* [SHORT PROBLEM 1]:
Return the Broken Age passage verbatim, starting with "Some background: I" and going on through "for Broken Age.".
* [SHORT PROBLEM 2]:
Resume the Broken Age passage with new writing that follows on from its final sentence.

* [TEXT SHOWN]:
-*-*-

Some background: I bought Broken Age early last week.  Broken Age is, if memory serves, the sixth Double Fine game I own on Steam now.  I bought Broken Age for full price, without any second thoughts: I think Tim Schafer is a genius, and I want to support him whenever I can.  I played through Broken Age slowly, pensively, like I was eating a particularly rich or rare food that I wouldn't be able to have again for a while.  Then, when I was finished, I looked in my Steam inventory and found that I'd been given, in addition to the requisite cards you get for playing a game, four "25% off" coupons for Broken Age.

At first I was kind of upset: this was the sort of thing that would've been really valuable to me before I bought and played BA, but now it was useless.  The coupons didn't even really work as gifts, since I'd basically be giving someone a product that they'd then need to spend money on.  The whole thing was, in many ways, crazy.  Who gives people coupons for things they already have?

-*-*-

* [DATA EXCERPT]:
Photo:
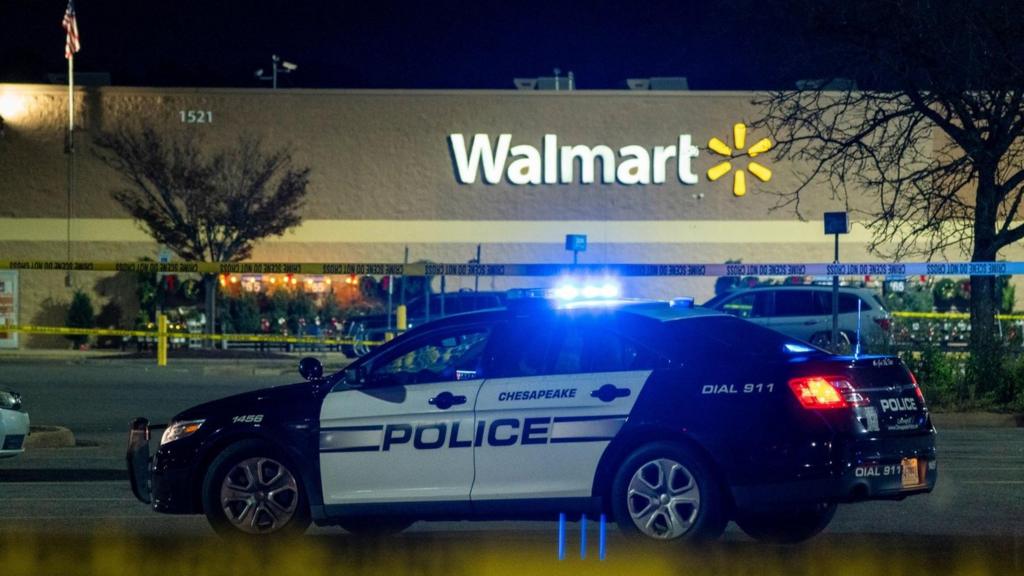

-*-*-

* [FINAL ANSWER 1]:
Some background: I bought Broken Age early last week.  Broken Age is, if memory serves, the sixth Double Fine game I own on Steam now.  I bought Broken Age for full price, without any second thoughts: I think Tim Schafer is a genius, and I want to support him whenever I can.  I played through Broken Age slowly, pensively, like I was eating a particularly rich or rare food that I wouldn't be able to have again for a while.  Then, when I was finished, I looked in my Steam inventory and found that I'd been given, in addition to the requisite cards you get for playing a game, four "25% off" coupons for Broken Age.

* [FINAL ANSWER 2]:
People who want to get those coupons to the people who might use them, as it turns out.

Broken Age was barely cold before I began its meta-game of coupon distribution, seeking out old friends who grew up on King's Quest games, their friends and family, and other friends with friends.  At first, I thought it was just a matter of throwing things around at random and acting as a sort of e-coupon fixer, but as time went on, things became more complicated.  As I started to talk to people more and more distantly related to my normal group of video game friends, I fell into a pattern of explaining why Broken Age was worth playing, why it was fun, why it was important.

I'd just meant to hand out coupons, but instead I'd become a sort of mouthpiece for a company, a company I love, certainly, but a company that I certainly don't work for, especially not in that capacity.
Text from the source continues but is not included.